■ THE PROBLEM: What you give must be exactly the lines of the material from the first through the line that contains "66), (246, 102)]]", inclusive, and no others.

■ DATA TO EXAMINE:

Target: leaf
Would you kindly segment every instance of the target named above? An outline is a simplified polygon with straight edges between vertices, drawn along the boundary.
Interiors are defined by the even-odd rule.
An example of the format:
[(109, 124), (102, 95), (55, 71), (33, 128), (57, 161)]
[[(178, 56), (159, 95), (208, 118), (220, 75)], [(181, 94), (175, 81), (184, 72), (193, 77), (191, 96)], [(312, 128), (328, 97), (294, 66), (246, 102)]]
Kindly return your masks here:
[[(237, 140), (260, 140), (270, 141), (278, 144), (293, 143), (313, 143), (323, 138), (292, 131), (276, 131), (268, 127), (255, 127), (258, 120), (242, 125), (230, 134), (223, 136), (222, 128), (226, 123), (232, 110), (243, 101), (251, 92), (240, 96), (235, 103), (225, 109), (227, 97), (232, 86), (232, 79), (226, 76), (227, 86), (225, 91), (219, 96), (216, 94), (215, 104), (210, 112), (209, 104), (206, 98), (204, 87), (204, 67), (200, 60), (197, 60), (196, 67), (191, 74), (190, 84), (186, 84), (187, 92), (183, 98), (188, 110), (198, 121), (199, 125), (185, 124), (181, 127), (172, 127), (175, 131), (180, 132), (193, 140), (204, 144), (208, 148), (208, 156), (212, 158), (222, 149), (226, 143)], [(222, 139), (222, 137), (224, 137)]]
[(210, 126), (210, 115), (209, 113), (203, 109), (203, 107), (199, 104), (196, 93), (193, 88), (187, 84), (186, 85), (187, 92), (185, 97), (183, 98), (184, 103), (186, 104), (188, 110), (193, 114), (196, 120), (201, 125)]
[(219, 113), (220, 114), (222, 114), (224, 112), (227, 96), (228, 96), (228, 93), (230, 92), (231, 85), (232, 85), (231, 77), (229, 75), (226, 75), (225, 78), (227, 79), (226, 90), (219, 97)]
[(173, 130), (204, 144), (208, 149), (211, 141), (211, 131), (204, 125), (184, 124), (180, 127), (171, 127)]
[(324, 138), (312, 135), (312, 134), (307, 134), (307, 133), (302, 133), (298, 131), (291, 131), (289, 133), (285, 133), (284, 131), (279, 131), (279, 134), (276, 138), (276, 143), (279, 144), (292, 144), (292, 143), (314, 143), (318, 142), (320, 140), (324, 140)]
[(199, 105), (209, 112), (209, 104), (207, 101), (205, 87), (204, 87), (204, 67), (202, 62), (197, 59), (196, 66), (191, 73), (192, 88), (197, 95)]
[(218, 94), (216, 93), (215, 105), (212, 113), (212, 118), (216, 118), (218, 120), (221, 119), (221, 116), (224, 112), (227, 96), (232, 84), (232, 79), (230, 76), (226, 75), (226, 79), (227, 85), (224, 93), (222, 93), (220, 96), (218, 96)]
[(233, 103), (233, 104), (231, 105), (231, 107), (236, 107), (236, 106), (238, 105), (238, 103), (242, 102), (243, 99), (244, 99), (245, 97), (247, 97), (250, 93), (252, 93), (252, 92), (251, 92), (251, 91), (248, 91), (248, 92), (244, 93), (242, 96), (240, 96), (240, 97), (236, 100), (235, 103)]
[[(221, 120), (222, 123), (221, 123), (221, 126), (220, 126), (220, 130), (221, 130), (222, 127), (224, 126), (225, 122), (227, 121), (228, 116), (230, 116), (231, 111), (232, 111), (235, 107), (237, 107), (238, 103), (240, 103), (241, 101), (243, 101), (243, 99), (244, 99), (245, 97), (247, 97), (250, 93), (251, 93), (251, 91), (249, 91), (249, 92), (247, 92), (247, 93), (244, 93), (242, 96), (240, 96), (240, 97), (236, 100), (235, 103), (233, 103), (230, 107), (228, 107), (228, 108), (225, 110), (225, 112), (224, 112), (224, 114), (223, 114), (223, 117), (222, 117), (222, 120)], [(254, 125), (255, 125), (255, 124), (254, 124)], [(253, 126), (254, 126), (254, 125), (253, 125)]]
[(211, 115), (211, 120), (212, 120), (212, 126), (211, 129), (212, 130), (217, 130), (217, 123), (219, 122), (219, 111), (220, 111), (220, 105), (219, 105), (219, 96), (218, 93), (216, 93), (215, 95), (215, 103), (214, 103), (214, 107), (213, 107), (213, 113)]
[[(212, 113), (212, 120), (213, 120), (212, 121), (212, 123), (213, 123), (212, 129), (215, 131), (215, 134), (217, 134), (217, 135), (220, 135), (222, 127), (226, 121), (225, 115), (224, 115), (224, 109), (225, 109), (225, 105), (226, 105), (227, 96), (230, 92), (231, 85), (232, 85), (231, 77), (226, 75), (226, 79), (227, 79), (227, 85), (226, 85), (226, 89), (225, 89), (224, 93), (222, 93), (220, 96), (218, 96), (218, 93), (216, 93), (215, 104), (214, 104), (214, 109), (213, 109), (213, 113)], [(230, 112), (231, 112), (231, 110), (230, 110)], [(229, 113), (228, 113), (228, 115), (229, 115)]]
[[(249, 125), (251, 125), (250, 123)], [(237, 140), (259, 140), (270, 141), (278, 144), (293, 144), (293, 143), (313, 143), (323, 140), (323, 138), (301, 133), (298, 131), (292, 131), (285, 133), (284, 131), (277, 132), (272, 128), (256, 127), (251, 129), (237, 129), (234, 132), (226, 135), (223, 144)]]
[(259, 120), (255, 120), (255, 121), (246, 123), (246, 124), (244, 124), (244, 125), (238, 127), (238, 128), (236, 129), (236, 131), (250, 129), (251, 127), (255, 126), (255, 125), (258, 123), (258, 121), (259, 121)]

■ ANSWER TO THE PROBLEM:
Target: leaf
Would you kindly segment every instance of the target named above? An outline is a simplified polygon with straight edges between vertices, drawn along the boundary.
Interiors are defined by the even-odd rule.
An example of the format:
[(109, 124), (102, 95), (55, 71), (33, 128), (57, 161)]
[[(178, 56), (159, 95), (208, 118), (220, 75)], [(181, 94), (175, 81), (184, 72), (193, 77), (191, 96)], [(312, 128), (328, 97), (294, 66), (246, 102)]]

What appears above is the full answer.